● **What to work on**
a) Answer these questions about the mini mill light forum thread:
(i) What machine does kvt say he has?
(ii) What other tool does arvidj say could use a light?
(iii) What product dimensions does dgehricke give from the web site?
b) Write the next part of the mini mill light forum thread, picking up after its last line.

------ Document passage

# Mini Mill owners check this out



## dgehricke (Jan 8, 2015)

Gunrunner you need to order a set of these for the Z axis hand crank. Bill did you just spit coffee on your monitor? :rofl:

View attachment 253356


----------



## kvt (Jan 8, 2015)

I wish,   I have a sherline and I do not have a way to mount it, but maybe could build a swing arm to put it in the rite position.
How bright is it.

KVT


----------



## MarkStephen (Jan 8, 2015)

Any pics of it mounted? Or is that what your having a hard time posting?


----------



## dgehricke (Jan 9, 2015)

here are some photos of it mounted and I have a very hard time finding how to post from the home page.
If you have a mini mill these lights sell for $53.00 at 24.95 its a steal
	

		
			
		

		
	






Hope this helps.
Regards
dgehricke


----------



## dgehricke (Jan 9, 2015)

KVT,
These are not the only lights out there you can do a google search for "lights for your Mini mill"and you should get results here is a great page for using light arrays < http://www.home-machine-shop.com/Light_Up_Mill/LightUpYourMill_2.pdf >

dgehricke


----------



## bpratl (Jan 9, 2015)

dgehricke said:


> KVT,
> These are not the only lights out there you can do a google search for "lights for your Mini mill"and you should get results here is a great page for using light arrays < http://www.home-machine-shop.com/Light_Up_Mill/LightUpYourMill_2.pdf > dgehricke



Thanks, great find, just ordered one. Bob


----------



## arvidj (Jan 9, 2015)

What is the diameter of the hole? I have an X2 variant but I also have a drill press that could use a light.


----------



## dgehricke (Jan 9, 2015)

these are the dimensions as posted on the web site 

[h=2]Product Details[/h]

*Product Dimensions: 7.1 x 5.9 x 3.9 inches*
*Shipping Weight: 7.2 ounces (View shipping rates and policies)*
*ASIN: B00FDMSREQ*
*I would assume the 3.9 inch is the diameter it should fit yours easily.*
*Regards

dgehricke
*


----------



## Glenn_ca (Jan 9, 2015)

------------
------ Information shown

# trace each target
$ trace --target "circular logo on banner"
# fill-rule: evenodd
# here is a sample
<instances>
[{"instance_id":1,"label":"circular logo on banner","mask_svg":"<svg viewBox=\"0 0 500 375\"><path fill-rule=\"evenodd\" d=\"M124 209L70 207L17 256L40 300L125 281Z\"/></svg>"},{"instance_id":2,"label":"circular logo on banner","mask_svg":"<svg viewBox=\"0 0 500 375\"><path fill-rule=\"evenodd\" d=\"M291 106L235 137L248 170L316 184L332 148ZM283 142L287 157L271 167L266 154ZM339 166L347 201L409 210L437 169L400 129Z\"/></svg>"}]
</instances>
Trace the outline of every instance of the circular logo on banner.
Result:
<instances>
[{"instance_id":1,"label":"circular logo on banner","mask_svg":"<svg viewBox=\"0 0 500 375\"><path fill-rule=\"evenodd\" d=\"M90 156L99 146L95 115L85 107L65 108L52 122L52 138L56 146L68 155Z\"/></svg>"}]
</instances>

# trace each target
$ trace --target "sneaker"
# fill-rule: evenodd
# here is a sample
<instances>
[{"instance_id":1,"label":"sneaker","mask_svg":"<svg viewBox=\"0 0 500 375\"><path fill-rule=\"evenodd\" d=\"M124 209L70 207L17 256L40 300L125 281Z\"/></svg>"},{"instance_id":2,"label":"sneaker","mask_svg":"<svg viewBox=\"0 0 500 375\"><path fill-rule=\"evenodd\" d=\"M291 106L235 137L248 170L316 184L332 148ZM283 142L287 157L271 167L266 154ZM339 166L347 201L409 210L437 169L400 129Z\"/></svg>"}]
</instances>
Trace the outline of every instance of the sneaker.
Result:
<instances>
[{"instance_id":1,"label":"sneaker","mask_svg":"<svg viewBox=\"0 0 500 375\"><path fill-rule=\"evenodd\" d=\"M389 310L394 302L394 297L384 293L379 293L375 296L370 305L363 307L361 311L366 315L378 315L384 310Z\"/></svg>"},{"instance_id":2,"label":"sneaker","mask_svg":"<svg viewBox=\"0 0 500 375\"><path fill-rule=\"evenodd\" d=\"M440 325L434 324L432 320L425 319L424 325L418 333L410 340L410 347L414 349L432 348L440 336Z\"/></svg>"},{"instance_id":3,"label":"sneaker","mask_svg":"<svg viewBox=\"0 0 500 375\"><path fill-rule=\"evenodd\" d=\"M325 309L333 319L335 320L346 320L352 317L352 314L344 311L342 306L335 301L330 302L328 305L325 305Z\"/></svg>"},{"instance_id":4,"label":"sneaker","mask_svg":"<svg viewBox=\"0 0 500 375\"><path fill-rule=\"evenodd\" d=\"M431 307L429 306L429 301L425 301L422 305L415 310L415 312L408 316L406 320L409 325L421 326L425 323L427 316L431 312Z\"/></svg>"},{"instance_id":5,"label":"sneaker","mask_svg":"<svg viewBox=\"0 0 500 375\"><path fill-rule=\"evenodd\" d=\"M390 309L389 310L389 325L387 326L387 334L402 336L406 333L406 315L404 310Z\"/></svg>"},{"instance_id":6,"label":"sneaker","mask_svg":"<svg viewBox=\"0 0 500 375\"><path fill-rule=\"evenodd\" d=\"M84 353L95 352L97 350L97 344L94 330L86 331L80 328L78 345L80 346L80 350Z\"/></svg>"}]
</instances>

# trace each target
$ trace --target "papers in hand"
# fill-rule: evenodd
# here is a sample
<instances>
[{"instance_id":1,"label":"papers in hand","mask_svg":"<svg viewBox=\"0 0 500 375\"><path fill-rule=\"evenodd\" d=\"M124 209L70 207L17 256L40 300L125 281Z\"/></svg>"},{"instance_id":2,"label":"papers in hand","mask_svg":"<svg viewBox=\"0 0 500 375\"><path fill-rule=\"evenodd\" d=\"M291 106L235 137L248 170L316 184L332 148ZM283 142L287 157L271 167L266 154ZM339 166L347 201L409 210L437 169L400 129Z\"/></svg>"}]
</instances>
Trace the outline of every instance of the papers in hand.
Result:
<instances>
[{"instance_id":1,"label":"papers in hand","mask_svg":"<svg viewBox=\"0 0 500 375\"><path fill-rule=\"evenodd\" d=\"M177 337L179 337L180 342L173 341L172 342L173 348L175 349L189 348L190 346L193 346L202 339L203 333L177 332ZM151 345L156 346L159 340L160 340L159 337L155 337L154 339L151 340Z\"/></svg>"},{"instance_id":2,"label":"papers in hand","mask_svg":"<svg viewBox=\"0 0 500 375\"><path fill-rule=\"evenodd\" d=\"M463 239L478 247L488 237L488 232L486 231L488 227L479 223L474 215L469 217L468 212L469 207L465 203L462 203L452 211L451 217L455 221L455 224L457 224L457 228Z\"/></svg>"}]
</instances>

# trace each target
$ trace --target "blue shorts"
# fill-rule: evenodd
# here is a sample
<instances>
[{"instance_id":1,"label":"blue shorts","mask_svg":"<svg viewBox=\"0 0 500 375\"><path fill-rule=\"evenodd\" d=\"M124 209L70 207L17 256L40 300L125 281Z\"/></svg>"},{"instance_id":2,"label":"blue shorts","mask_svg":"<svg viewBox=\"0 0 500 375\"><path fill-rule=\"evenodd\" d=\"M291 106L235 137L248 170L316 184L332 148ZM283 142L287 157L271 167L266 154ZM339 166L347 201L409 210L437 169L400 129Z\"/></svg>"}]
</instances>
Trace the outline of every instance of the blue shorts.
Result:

------------

● **Responses by task**
a)
(i) A Sherline.
(ii) A drill press.
(iii) 7.1 x 5.9 x 3.9 inches.

b)
arvidj said:


> What is the diameter of the hole? I have an X2 variant but I also have a drill press that could use a light.


It lists the inner diameter as 2.4 inches


----------



## dgehricke (Jan 10, 2015)

I measured this today while I was making an adapter for mounting on the mill. My light measured out at 2.502 " inside diameter.
I started with a 1.102 thick piece of 4" dia 6061 Alum. I put 2 colors of dykem one side for the mill and the other for the light here are some photos,The work only took about 3 hrs.













will post photos of the finished product tomorrow.

Regards
dgehricke


----------



## dgehricke (Jan 11, 2015)

Hi All,
Can some one ask a Moderator to put this post in the correct place. Thanks, I'll try and do a better job of posting in the future.
Here are some photos of the completed adapter,in total it only took a total of 7.5 hrs and an 4" piece of 6061.I used the same bolts that were in place for the bearing cover. I'm happy with the results.

Regards

dgehricke


----------



## Bill Gruby (Jan 11, 2015)

It is OK where it is.

 "Billy G"


----------



## dgehricke (Jan 29, 2015)

Yea Bill its OK with me if it OK with you.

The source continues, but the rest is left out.